Source extract

Film Review: I Was at Home, But…
Written, directed, produced, and edited by Angela Schanelec. Germany, 2019, 105 min.
Screening at Harvard Film Archive on Monday, 2.10, 7 pm, with Schanelec in-person. $12.
Her eighth feature-length film but the first to receive official distribution in the United States, Angela Schanelec’s I Was at Home, But… is as beguiling, transfixing, and oblique as anything she’s done prior. With a title that nods to two classics by director Yasujiro Ozu (1903-1963), her latest work depicts one family, a mother and her two young children, as they absorb and adjust to the recent, shocking loss of their father. And in this film the German auteur, at the height of her powers, imbues something of those characters’ shared energy into every location and frame contained within (ultimately crafting a somber, elliptical Berlin that seems to oscillate between stillness and fury). I Was at Home, But… is a ghost story where mortality looms—by birth and death alike—but also one that sees how the world around us keeps moving, always, past even the most traumatic grief.
Descriptions of Schanelec’s work often characterize it as austere and moderately impenetrable, whether for better or worse. But while many of the signifiers and symbols here are indeed hardly intuitive (like the extended sequence of animal action that opens the film), a dry humor still emerges and cuts into that austerity to great effect. For instance the ferocity and pained anger of widow Astrid (longtime Schanelec collaborator Maren Eggert) threatens to boil over early on when she is dealing with her younger son having run away from home; but over time her self-assuredness and need for control becomes a major source of humor within the film, as in one running joke regarding her regrettable choice to purchase a bike from a neighbor. Eggert is fearless in pushing her character’s potential unlikability, and excels even when positioned as the punchline; as when she delivers breathless, eager, foolhardy monologues about her philosophies on art and life. In a way, Astrid is seeking to move past the tragedy that has altered her irrevocably, and to make efforts towards reintegrating herself back into the world she knew before. But in these occasional moments of “clarity,” her verbosity and resoluteness only come off ridiculous, which Schanelec plays to precise, dry, comedic effect.

Listing
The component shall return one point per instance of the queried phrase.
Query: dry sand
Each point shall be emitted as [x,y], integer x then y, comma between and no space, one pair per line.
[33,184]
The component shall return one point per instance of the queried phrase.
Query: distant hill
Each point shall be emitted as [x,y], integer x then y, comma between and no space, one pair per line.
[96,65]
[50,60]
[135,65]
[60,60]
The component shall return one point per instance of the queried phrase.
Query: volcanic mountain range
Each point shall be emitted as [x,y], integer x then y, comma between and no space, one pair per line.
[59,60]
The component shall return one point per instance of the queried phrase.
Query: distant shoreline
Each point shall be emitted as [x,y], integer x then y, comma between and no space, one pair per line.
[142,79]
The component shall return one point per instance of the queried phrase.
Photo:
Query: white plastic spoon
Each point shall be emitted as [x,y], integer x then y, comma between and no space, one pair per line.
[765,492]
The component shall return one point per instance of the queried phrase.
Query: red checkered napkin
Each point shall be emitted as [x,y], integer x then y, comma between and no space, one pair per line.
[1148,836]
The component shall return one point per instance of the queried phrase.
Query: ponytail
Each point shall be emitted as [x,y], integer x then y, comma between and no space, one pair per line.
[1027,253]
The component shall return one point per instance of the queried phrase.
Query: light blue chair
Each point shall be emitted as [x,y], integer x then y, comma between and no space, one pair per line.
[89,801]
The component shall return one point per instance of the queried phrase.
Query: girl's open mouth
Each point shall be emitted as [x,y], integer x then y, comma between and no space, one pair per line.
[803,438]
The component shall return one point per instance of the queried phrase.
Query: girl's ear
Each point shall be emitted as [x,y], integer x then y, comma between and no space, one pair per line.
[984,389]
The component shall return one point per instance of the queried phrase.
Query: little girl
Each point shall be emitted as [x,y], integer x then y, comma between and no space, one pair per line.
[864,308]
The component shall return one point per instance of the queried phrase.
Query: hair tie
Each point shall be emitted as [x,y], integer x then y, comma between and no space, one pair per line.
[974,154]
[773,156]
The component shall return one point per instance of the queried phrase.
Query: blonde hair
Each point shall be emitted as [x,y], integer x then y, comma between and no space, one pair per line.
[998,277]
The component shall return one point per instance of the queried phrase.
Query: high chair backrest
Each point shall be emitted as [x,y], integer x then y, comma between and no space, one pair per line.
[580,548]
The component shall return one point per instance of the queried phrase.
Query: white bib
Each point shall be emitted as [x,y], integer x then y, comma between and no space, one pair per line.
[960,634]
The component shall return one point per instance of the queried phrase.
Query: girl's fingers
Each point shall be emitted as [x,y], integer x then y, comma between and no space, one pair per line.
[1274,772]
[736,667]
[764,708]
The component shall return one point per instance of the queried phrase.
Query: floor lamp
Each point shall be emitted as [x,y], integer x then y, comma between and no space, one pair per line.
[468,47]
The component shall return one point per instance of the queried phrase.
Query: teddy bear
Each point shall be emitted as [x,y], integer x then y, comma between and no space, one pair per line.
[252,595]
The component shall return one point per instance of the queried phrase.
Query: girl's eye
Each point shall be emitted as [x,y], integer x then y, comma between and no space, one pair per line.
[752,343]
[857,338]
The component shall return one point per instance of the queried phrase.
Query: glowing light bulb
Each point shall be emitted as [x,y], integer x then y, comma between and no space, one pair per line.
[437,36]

Required actions
**a.** Return the passage of the film review from "Film Review: I" up to and including "Schanelec in-person. $12.".
**b.** According to the film review, which actor plays the widow Astrid?
**c.** List every role in making the film that the film review credits to Angela Schanelec.
The data above is separate from the film review.

Responses
**a.**
Film Review: I Was at Home, But…
Written, directed, produced, and edited by Angela Schanelec. Germany, 2019, 105 min.
Screening at Harvard Film Archive on Monday, 2.10, 7 pm, with Schanelec in-person. $12.

**b.** Maren Eggert

**c.**
- Writer
- Director
- Producer
- Editor